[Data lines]
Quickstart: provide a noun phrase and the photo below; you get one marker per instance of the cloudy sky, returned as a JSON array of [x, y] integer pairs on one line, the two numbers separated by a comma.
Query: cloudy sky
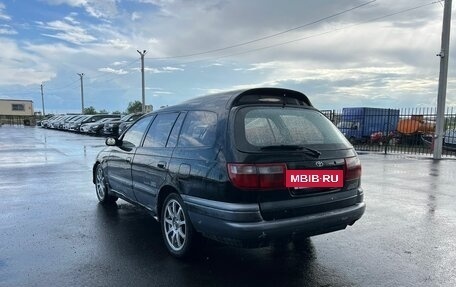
[[340, 53]]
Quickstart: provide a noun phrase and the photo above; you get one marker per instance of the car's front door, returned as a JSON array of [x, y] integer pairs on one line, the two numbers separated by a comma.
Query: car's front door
[[121, 157], [151, 161]]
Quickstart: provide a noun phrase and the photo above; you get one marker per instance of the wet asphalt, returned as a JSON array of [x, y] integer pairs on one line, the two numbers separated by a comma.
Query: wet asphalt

- _Directive_
Repeat the whole listing above word for word, leaving out the pictures.

- _Solution to the exercise_
Quickstart: provide a noun phrase and the photo below; you get one marker per instance of the cloudy sky, returned as a JSON array of [x, y] integer pairs on one line, the two numbers separated by a comma.
Query: cloudy sky
[[340, 53]]
Quickstart: provide a noun phrase and the photo above; you get one marker per instance of the car's front door, returned as a JSON array of [x, y] integer pairs on one line, the two numbers separated by a comma.
Query: car's front door
[[121, 157], [151, 161]]
Quickstart: provide a noun phrase and the photo above; you get one marker per instance of the wet asphalt, returned as a JSON array of [x, y] integer pairs on one line, the two numbers separated by a comma.
Query: wet asphalt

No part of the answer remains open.